Like many of us, you may have started your career as a traditional “UX designer”. While this discipline remains powerful, it has since evolved into Product design, with designers taking on even bigger responsibilities. In today’s world, designers must make smart and informed decisions that not only make customers happy but also help businesses grow in times of economic uncertainty.

To help you navigate this new landscape, I’ve taken a fresh look at the Growth design discipline. In this article, I’ll expand on its value, explore its evolution, and provide actionable advice in the form of 5 principles with accompanying action items. By applying these tactics, you can multiply your value as a designer and help your business thrive.

Who is a Growth designer today?

Growth design is not as new as it sounds. I remember my conversation with Lex Roman in 2018 when I found her fundamental article where she unpacks who is the growth designer. The basic definition remained the same:

Growth designer is a full-stack Product designer who knows how to connect user needs to business goals, validate assumptions, and achieve impact on business metrics.

■ ■ ■ ■ ■ ■ ■

■ Required work
Transcribe the growth design passage word for word, from "Growth design is" to "on business metrics.".

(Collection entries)
■ ■ ■ ■ ■ ■ ■

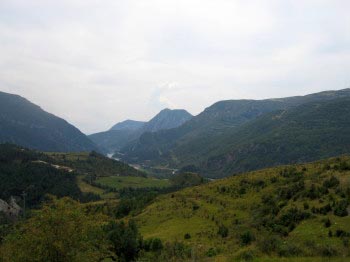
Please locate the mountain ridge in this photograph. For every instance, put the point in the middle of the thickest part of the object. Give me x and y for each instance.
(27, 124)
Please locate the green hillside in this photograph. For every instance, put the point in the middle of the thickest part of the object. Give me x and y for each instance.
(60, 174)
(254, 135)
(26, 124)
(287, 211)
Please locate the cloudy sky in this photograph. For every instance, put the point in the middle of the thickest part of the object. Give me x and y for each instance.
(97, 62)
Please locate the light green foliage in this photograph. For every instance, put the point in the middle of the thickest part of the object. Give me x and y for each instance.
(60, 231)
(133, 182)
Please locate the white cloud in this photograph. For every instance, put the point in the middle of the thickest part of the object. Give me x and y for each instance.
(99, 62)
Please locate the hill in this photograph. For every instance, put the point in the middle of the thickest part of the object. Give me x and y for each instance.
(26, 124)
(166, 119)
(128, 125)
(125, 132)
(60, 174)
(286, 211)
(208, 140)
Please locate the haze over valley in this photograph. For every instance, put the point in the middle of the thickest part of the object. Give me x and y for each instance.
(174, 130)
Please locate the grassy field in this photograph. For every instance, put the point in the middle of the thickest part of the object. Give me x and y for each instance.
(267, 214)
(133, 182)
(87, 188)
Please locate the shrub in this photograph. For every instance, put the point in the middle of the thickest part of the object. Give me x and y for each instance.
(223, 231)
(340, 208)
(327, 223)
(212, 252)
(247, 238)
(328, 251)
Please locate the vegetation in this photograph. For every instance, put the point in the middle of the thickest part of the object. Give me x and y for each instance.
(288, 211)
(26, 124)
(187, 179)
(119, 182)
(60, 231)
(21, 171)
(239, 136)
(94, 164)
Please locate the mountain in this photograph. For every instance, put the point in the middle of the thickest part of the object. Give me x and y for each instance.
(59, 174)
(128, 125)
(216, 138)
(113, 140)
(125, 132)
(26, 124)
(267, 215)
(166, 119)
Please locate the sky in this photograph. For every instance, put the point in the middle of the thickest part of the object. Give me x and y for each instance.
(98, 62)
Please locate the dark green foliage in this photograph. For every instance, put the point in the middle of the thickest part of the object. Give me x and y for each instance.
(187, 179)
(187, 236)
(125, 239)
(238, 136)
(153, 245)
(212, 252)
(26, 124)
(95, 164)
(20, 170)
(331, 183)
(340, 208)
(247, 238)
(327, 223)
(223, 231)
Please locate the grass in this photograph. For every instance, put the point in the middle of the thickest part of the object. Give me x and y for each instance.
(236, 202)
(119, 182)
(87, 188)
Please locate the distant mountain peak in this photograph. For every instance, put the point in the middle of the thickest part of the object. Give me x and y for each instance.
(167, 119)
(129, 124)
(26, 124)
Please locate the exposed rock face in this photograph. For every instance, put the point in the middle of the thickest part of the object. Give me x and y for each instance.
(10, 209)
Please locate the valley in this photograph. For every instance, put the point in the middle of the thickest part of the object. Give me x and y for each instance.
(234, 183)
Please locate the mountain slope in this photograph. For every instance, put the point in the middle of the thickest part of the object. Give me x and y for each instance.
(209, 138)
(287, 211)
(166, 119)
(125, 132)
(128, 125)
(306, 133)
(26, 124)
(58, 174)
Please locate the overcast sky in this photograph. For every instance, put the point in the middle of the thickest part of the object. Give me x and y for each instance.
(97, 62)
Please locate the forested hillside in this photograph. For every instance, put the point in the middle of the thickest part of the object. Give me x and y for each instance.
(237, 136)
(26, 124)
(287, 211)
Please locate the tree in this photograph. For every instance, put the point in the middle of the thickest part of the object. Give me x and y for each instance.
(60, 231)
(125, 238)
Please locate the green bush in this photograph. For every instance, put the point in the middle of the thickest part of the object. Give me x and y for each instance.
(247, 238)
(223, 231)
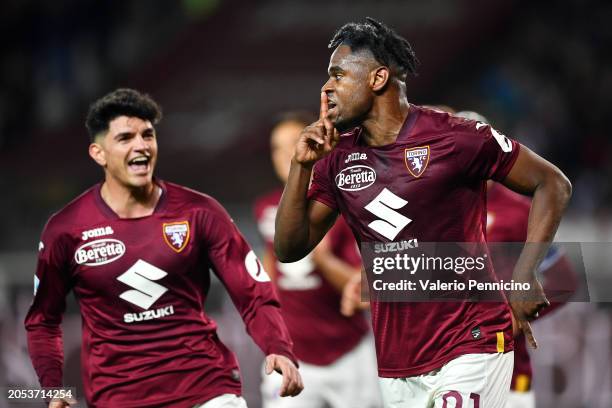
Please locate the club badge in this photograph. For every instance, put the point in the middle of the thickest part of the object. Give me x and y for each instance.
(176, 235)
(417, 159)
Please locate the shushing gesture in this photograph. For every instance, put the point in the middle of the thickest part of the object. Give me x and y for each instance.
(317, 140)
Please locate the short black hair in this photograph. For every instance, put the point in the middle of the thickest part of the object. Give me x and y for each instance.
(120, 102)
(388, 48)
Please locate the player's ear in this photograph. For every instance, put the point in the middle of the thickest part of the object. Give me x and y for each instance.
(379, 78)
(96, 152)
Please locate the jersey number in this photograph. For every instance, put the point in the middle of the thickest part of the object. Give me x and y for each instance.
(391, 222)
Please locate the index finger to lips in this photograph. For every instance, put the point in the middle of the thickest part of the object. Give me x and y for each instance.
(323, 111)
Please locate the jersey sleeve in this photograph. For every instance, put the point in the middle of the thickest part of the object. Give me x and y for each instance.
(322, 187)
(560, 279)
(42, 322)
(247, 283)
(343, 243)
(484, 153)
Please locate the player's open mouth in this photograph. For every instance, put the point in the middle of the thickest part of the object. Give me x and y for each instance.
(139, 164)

■ ■ ■ ■ ■ ■ ■

■ Correct output
Growth design is not as new as it sounds. I remember my conversation with Lex Roman in 2018 when I found her fundamental article where she unpacks who is the growth designer. The basic definition remained the same:

Growth designer is a full-stack Product designer who knows how to connect user needs to business goals, validate assumptions, and achieve impact on business metrics.